(Excerpts from a dataset)
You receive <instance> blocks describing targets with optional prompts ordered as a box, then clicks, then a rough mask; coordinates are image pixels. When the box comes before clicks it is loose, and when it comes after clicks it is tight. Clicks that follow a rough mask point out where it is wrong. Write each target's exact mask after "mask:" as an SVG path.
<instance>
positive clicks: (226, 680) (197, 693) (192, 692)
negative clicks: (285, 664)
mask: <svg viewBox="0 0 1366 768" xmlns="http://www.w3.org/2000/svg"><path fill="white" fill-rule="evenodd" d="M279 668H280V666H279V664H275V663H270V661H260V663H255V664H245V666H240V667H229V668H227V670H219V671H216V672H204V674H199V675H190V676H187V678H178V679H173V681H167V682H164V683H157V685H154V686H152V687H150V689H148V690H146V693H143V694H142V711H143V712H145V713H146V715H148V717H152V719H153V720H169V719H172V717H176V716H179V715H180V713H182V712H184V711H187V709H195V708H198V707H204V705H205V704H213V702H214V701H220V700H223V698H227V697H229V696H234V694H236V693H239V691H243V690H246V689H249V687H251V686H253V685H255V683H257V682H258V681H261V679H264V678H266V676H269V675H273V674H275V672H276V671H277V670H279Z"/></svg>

TASK PROMPT:
The exercise is to copy out every line above that has the word "instance" in it.

EXPECTED ANSWER:
You receive <instance> blocks describing targets with optional prompts ordered as a box, then clicks, then a rough mask; coordinates are image pixels. When the box comes before clicks it is loose, and when it comes after clicks it is tight. Clicks that follow a rough mask point out where it is wrong. Write each target's exact mask after "mask:" as an SVG path.
<instance>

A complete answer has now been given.